### What you are asked to do
Continue the forum discussion about dream recall and placing remembered events in time, starting after its final sentence.

### Document section
=== Section Start ===
I can't speak to its validity, but there are studies like this:

[http://dx.doi.org/10.3389/fpsyg.2013.00419](http://dx.doi.org/10.3389/fpsyg.2013.00419)

> Studies in cognitive psychology showed ... nocturnal awakenings ... are
> significantly related to dream recall frequency

Though there are clearly many other factors too!

(link via: [http://www.popsci.com/science/article/2013-08/clues-how-
reme...](http://www.popsci.com/science/article/2013-08/clues-how-remember-
dreams) "People who are better at remembering their dreams wake up more often
during the night")

------
Swizec
Interesting, I never considered my reliance on meta-data to place events in
time to be a symptom of anything. I thought that was just how memory works.

You mean to say people normally remember approximately how long ago something
happened? Like, not just from "Ok so event X happened, and it couldn't have
happened before event Y, and Y relates to Z that I know for a fact happened in
so and so year, so I think X happened D months/years ago"
=== Section End ===
### Material provided
=== Section Start ===
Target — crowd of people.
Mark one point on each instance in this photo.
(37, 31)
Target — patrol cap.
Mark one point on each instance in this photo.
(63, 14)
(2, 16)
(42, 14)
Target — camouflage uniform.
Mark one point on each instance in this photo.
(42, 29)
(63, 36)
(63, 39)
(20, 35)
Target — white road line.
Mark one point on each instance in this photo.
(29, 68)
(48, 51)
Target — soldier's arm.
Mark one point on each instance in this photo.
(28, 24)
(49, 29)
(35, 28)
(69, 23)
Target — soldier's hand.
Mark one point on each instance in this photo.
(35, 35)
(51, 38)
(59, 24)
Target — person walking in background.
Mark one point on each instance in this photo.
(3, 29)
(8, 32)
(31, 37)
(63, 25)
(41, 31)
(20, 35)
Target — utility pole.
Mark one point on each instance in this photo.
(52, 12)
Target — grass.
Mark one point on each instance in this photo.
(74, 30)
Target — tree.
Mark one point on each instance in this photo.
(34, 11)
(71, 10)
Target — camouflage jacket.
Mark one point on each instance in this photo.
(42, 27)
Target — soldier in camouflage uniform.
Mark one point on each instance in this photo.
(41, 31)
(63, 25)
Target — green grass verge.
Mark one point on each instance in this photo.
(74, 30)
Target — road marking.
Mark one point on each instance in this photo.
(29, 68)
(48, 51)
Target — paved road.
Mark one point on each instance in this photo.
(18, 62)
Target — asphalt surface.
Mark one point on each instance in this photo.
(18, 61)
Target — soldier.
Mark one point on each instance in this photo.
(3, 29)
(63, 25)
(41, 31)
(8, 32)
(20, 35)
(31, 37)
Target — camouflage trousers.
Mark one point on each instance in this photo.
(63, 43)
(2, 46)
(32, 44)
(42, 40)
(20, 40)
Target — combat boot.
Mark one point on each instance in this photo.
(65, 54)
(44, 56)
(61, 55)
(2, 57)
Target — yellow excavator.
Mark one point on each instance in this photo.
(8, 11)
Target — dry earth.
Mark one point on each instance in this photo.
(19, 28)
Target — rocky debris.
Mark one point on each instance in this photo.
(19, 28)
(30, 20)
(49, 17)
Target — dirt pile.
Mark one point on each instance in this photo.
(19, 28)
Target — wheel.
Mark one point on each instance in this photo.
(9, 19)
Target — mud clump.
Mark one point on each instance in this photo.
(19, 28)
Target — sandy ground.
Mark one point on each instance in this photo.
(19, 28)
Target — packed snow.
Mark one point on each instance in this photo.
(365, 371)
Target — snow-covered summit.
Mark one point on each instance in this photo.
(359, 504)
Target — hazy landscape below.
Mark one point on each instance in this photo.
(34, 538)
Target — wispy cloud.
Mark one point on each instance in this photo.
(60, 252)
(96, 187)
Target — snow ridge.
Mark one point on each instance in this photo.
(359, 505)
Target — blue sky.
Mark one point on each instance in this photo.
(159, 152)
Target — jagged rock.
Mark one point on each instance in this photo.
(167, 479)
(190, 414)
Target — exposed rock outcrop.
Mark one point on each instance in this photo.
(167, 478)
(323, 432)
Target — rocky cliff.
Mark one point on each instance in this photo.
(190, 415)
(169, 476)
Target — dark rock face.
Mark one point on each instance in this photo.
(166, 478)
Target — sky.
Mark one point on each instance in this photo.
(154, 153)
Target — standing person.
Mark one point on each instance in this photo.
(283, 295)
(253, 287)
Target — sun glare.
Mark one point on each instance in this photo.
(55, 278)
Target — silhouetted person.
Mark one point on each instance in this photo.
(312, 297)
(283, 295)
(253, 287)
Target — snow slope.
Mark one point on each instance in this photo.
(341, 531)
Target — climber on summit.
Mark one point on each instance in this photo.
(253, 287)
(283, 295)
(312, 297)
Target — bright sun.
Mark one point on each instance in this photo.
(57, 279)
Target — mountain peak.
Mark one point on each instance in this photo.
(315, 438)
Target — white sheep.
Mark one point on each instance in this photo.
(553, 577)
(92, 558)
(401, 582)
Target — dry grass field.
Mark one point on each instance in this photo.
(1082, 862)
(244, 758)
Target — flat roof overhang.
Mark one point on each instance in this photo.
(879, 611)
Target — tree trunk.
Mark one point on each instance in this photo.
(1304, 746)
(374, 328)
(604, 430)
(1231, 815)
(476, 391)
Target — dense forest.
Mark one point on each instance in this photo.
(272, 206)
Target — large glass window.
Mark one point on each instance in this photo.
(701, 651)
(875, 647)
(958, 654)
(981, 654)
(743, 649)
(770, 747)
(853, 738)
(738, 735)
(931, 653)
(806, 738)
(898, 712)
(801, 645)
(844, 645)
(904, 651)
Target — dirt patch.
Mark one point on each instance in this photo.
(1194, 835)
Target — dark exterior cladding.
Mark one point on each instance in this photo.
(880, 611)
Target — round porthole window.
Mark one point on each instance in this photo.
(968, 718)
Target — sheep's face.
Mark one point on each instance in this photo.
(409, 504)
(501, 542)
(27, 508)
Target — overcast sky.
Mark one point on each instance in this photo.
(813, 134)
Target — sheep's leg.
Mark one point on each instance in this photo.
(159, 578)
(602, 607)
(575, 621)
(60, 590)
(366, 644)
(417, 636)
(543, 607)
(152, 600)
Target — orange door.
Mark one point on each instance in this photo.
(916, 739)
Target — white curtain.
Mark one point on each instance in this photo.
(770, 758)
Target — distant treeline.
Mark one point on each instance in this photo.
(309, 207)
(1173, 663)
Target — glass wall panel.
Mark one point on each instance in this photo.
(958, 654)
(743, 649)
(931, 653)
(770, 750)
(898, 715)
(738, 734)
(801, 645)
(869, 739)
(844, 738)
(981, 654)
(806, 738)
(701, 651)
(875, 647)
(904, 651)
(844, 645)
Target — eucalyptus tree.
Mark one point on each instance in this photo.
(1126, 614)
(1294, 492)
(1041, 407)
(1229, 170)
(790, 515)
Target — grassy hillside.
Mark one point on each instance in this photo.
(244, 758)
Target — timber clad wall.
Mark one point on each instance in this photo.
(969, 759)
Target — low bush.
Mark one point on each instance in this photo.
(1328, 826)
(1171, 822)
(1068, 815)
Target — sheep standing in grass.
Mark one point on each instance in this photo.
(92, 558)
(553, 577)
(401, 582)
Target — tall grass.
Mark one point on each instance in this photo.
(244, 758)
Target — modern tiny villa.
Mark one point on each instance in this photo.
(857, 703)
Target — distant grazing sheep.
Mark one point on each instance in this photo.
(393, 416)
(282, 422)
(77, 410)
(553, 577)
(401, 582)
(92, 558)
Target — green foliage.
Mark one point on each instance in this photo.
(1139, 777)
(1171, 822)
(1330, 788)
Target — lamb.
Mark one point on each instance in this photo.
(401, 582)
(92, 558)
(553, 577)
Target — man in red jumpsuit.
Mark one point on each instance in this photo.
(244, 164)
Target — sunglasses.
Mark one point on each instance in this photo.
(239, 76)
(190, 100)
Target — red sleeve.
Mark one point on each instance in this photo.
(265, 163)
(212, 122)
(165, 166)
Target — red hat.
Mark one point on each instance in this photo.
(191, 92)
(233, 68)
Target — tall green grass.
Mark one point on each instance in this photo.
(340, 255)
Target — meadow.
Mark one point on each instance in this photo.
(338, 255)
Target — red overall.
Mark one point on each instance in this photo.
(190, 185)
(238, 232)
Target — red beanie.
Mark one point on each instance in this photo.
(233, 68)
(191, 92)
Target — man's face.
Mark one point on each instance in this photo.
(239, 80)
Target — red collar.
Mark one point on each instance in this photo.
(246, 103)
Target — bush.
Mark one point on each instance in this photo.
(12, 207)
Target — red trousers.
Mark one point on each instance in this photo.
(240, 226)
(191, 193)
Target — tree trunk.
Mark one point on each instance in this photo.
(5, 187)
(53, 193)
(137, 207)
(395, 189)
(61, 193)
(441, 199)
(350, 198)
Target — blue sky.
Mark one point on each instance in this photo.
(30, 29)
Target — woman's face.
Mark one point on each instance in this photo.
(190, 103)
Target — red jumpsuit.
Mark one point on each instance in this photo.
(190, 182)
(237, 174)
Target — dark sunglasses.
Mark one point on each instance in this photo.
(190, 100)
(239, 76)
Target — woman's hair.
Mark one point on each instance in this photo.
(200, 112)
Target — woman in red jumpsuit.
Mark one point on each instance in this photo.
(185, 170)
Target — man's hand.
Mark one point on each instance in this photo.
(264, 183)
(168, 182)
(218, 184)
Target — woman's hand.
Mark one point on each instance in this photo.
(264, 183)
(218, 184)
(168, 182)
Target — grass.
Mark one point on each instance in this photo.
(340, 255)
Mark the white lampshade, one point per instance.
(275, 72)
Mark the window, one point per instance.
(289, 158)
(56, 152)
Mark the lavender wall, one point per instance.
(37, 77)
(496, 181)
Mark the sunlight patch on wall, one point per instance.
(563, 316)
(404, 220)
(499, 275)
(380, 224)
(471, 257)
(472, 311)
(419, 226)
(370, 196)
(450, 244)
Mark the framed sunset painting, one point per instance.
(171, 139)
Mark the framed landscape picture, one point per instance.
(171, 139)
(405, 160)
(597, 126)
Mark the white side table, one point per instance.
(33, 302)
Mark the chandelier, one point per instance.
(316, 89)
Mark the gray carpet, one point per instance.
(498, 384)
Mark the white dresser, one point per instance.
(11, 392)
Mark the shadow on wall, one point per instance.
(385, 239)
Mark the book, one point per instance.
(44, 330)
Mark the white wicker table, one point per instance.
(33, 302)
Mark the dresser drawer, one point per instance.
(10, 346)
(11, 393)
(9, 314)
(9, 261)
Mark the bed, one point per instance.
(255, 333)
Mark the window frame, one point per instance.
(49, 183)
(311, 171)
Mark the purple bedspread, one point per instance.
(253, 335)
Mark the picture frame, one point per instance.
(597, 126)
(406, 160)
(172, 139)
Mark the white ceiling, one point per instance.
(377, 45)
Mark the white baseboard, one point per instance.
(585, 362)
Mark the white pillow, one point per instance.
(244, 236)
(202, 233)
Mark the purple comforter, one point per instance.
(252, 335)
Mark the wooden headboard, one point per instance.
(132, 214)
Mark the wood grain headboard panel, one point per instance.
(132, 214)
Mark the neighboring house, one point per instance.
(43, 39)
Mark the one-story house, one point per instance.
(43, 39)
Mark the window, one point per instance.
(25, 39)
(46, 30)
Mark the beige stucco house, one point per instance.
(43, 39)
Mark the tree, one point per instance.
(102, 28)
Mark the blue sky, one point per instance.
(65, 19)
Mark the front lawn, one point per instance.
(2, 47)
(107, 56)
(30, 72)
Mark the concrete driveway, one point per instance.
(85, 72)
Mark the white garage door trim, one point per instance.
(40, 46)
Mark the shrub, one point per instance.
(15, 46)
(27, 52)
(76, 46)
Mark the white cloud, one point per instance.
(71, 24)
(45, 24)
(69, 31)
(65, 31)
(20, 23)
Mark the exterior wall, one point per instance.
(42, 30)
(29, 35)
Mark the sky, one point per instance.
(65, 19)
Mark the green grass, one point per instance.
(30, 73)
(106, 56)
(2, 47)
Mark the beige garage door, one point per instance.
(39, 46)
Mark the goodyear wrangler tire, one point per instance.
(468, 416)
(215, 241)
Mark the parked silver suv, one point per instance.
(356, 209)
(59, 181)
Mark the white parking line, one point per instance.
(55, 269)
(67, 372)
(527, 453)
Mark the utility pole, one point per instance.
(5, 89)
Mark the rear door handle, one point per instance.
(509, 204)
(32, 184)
=== Section End ===
### Expected answer
Similarly, I have never been able to remember a name, but I can always
remember a face for forever. To the point that I will see random people in the
street and wont' be able to tell if I only saw them once randomly in the
street or I went to high school with them.

Remembering conversations, hah, funny. People actually remember those more
than just the two or three key takeaways?

Funnily I can almost always remember my dreams to the point that I usually
can't tell the difference between dream memories and real memories.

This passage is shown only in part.